Document section
::::::::

The Double Life of Karolina Pavlova


Arts & Culture

Karolina Pavlova. Public domain, via Wikimedia Commons.

In the nineteenth century, when its literature equaled that written in any place at any time in history, Russia had no “great” woman writer—no Sappho, no Ono, no Komachi or Murasaki Shikibu, no Madame de Staël or George Sand, no Jane Austen or George Eliot—or so we might say when surveying the best-known works of the age. But we now know this truth to be less than true.

Karolina Pavlova, born Karolina Karlovna Jaenisch in Yaroslavl in 1807, died in Dresden in 1893 after having lived outside Russia for four decades. She had abandoned her native country not because of czarist oppression but because of hostile criticism of her poetry and her personal life. She died without friends, without family, without money, without renown (not a single Russian newspaper gave her an obituary) but with an unyielding dedication to what she called her “holy craft,” which had produced a body of fine literary, largely poetic, works.

In 1848, when she had completed her only novel, A Double Life, Pavlova was not only devoted to art but also enjoyed other, more transient pleasures like love, friendship, and respect, which she was to lose later on. To judge from the irony that pervades her otherwise romantic description in this book about a young girl who has everything, Karolina Pavlova had come to expect little from the world beyond what her own talents and personality could bring to it. The theme of conflict between poet and society had informed the works of the great lyric poets who were her predecessors, Alexander Pushkin and Mikhail Lermontov.

::::::::

Problems to solve
1) Repeat the passage on Karolina Pavlova word for word, between "Karolina Pavlova, born" and "largely poetic, works.", inclusive.
2) Please say whether each statement agrees with the passage on Karolina Pavlova, answering yes or no and quoting the deciding words. (a) Pavlova was born in Yaroslavl in 1807. (b) She left Russia because of czarist oppression. (c) Several Russian newspapers printed obituaries of her.
3) Go on with the passage on Karolina Pavlova, starting after its final sentence.

Referring expression pointing data

::::::::

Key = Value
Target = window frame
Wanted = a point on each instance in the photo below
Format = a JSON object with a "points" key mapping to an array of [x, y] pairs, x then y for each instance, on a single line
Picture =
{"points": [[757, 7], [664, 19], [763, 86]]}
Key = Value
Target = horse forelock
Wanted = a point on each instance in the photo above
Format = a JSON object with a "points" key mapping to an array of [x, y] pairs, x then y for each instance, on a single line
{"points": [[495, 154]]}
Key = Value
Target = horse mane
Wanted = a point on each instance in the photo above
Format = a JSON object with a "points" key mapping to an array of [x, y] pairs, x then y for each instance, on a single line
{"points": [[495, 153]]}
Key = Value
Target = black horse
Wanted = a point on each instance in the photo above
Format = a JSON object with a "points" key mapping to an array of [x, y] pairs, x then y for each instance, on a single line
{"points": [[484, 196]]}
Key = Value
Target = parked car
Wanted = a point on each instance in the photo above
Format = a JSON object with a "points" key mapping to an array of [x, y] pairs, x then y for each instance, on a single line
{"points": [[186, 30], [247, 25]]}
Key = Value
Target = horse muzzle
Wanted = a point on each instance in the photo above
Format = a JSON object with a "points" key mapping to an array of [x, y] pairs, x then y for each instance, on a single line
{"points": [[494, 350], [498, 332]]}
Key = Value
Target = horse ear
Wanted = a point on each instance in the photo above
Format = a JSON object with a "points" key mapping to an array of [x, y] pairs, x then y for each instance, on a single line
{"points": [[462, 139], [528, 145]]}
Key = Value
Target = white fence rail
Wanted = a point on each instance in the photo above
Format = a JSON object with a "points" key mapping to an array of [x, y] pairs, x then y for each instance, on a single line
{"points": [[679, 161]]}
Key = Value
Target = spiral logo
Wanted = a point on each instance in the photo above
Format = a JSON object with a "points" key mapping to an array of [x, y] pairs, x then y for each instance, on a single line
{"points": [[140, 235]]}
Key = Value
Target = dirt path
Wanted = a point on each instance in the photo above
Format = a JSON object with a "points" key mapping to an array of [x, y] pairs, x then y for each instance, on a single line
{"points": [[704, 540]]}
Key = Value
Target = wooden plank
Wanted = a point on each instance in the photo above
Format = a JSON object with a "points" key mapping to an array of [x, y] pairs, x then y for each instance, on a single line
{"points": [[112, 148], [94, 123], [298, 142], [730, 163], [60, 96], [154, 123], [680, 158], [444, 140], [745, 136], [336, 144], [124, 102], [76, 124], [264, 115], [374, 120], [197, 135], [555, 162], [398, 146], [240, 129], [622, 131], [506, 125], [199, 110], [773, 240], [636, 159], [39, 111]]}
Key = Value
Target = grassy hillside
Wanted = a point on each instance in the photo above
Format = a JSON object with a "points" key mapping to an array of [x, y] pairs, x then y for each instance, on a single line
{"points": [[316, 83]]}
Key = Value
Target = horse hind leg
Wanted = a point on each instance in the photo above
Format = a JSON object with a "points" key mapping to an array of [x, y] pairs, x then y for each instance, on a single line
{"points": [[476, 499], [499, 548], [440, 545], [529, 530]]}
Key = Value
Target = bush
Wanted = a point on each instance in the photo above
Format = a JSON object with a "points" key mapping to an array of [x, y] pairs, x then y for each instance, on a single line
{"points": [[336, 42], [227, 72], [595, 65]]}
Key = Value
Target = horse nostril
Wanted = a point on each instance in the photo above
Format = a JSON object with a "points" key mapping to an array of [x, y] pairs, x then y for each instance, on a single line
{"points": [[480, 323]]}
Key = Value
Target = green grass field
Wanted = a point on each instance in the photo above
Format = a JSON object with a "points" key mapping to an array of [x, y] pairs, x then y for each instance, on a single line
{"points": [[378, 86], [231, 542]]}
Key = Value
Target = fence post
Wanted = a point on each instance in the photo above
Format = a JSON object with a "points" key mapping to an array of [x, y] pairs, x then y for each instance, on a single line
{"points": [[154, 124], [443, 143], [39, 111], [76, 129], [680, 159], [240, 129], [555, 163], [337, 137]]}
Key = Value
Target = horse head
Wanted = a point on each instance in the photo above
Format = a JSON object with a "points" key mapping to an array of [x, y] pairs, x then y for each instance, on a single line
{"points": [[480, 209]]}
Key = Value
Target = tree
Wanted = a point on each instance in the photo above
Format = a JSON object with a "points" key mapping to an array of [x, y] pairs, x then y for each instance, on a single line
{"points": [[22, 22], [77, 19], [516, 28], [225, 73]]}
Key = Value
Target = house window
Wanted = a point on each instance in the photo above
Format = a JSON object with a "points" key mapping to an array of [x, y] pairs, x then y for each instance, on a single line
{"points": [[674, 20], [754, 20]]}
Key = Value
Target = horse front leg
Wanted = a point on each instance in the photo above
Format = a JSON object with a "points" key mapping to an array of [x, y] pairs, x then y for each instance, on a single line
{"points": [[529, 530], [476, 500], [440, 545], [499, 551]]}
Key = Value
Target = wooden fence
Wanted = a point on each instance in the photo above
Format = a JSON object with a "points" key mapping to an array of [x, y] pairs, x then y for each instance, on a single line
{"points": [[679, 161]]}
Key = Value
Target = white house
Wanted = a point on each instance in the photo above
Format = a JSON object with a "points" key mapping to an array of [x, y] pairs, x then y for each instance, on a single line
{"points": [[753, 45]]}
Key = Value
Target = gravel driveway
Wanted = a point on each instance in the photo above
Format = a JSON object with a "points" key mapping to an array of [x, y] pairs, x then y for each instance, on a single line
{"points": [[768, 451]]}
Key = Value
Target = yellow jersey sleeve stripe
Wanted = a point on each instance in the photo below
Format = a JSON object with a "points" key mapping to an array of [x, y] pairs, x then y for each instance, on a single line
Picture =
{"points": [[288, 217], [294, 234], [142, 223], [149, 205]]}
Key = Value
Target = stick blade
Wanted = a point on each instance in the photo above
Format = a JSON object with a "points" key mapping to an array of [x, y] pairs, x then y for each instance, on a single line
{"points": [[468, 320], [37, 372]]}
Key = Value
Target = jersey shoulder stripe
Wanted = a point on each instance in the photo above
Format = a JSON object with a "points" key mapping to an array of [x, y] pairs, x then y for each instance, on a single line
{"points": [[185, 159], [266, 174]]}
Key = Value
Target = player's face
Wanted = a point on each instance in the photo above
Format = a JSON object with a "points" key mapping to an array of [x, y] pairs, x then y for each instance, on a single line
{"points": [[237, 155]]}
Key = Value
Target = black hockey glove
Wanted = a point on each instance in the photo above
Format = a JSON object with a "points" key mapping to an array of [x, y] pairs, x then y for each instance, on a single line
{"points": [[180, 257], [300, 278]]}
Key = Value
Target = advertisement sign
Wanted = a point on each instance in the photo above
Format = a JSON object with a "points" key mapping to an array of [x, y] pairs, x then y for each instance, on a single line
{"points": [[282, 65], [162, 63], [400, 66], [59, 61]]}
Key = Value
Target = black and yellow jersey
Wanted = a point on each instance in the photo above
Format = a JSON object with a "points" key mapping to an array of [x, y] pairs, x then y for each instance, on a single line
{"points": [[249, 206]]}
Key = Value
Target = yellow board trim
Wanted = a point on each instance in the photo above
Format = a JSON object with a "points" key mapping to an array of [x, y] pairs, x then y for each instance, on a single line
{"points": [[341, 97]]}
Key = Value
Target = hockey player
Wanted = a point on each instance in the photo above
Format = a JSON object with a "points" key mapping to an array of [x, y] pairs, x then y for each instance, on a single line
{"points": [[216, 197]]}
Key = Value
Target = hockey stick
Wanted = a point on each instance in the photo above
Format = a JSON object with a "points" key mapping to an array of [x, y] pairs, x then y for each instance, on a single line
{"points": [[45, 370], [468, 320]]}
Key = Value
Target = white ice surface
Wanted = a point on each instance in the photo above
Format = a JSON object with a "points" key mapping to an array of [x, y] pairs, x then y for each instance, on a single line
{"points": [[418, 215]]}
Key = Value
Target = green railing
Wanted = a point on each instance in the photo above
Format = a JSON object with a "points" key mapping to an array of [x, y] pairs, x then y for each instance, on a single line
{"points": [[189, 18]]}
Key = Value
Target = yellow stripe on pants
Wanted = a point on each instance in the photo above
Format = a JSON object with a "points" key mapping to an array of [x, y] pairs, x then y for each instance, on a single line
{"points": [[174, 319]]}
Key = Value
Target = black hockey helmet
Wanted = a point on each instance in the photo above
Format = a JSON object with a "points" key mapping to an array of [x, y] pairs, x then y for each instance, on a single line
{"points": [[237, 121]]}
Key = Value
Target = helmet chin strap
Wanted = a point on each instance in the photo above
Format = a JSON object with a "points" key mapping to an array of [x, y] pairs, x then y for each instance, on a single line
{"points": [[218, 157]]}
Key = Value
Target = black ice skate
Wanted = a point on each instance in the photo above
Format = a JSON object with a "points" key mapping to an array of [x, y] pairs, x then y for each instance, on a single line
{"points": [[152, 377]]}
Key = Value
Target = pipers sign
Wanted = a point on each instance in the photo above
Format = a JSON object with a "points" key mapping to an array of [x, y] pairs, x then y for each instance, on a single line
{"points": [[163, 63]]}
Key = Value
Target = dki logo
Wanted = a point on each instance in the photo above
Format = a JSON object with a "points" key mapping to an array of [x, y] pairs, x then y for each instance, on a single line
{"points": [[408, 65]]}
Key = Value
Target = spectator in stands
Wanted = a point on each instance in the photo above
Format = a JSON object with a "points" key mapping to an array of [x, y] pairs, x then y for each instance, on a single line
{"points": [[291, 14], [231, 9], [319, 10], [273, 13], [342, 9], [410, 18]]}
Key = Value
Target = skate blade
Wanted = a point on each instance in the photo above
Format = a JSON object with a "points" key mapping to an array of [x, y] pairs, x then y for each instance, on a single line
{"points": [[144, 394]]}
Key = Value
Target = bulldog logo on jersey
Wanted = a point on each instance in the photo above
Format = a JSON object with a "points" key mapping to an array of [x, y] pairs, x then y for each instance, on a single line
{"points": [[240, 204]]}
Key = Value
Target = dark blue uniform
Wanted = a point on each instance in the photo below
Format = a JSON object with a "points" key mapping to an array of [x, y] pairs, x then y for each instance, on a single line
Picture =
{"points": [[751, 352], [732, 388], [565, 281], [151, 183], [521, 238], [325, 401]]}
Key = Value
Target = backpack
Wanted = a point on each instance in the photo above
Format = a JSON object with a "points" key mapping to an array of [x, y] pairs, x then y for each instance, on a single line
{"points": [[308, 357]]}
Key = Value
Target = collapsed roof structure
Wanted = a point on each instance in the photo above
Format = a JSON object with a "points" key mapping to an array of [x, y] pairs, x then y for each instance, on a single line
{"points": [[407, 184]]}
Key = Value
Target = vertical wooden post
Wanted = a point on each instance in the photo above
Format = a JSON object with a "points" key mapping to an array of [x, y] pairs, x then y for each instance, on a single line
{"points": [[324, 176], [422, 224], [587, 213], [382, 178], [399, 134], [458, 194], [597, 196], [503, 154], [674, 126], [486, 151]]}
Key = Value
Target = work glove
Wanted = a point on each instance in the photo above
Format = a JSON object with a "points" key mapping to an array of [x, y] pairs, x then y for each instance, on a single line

::::::::

Task-by-task answers
1)
Karolina Pavlova, born Karolina Karlovna Jaenisch in Yaroslavl in 1807, died in Dresden in 1893 after having lived outside Russia for four decades. She had abandoned her native country not because of czarist oppression but because of hostile criticism of her poetry and her personal life. She died without friends, without family, without money, without renown (not a single Russian newspaper gave her an obituary) but with an unyielding dedication to what she called her “holy craft,” which had produced a body of fine literary, largely poetic, works.

2)
(a) Yes: "born Karolina Karlovna Jaenisch in Yaroslavl in 1807"
(b) No: "not because of czarist oppression but because of hostile criticism of her poetry and her personal life"
(c) No: "not a single Russian newspaper gave her an obituary"

3)
Pavlova returned to this theme again and again, translating her emotions into verse of abstract classical precision, which her detractors called cold, heartless, and remote from the so-called real problems of life. Even when there was admiration for her poetry, it was mixed with ridicule of her personally. Thus, a letter of her fellow poet N. M. Iazykov in 1832 contains hints that this extraordinary phenomenon—a woman poet—was somehow ridiculous when reciting her poetry, as was then the custom. In this way was engendered a more subtle conflict than that of poet versus society: that of woman poet versus society and ultimately, of woman versus poet within Pavlova herself.


As much as any woman of her time could in Russia, Pavlova lived in a man’s world. Her father, Karl Jaenisch, was a professor of physics and chemistry at the School of Medicine and Surgery in Moscow; many university professors in Russia were, like him, of German origin. Jaenisch adored his daughter and saw to it that she received a superb education at home—the only place in Russia where a woman could get a higher education (Moscow University was not officially open to women until 1876, although various so-called women’s courses existed beginning in the early 1870s).

Her first romantic love was the great Polish poet Adam Mickiewicz, who tutored her in Polish (she already knew French, German, Spanish, Italian, Swedish, and Dutch, as well as Russian) and was stunned by her literary talent. In the late 1820s, Karolina Jaenisch was already attending the important literary gatherings in Moscow, translating poetry, and writing her own works in German and French. In 1833, her first book appeared—a translation of Russian poets into German called Das Nordlicht.

In December 1836, she married Nikolai Pavlov, a minor figure in the world of letters whose talent soon ran dry. Pavlov’s friend B. N. Chicherin wrote in his memoirs that Pavlov confessed to having married Karolina for her money—“a social misdemeanor,” Chicherin says, “that is quite usual and looked upon with indulgence.”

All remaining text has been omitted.